Problem to solve: Copy out the material below, changing each "reply" to "response" and leaving everything else untouched.
........
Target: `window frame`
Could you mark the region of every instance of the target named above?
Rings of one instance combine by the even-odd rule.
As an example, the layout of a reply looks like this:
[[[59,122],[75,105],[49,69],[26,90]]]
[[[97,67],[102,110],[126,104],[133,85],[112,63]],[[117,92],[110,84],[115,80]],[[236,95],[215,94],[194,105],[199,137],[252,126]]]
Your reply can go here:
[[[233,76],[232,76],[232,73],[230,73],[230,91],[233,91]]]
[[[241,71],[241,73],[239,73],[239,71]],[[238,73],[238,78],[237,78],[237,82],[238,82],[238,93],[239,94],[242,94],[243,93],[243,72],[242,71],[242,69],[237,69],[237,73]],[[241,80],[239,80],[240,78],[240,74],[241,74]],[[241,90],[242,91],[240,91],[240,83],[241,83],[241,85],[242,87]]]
........
Solution below:
Target: `window frame`
Could you mark the region of every instance of the target named above?
Rings of one instance combine by the even-odd rule.
As an example, the layout of a response looks like this:
[[[59,122],[75,105],[49,69],[26,90]]]
[[[97,67],[102,110],[126,104],[133,85],[112,63]],[[117,92],[110,84],[115,80]],[[236,95],[215,94],[194,105],[199,137],[252,126]]]
Your response can go here:
[[[233,76],[232,76],[232,73],[230,73],[230,91],[233,91]]]
[[[241,71],[241,73],[239,73],[239,71]],[[238,73],[238,78],[237,78],[237,82],[238,82],[238,93],[239,94],[242,94],[243,93],[243,72],[242,71],[242,69],[237,69],[237,73]],[[241,80],[239,80],[240,78],[240,74],[241,74]],[[241,90],[242,91],[240,91],[240,83],[241,83],[241,85],[242,87]]]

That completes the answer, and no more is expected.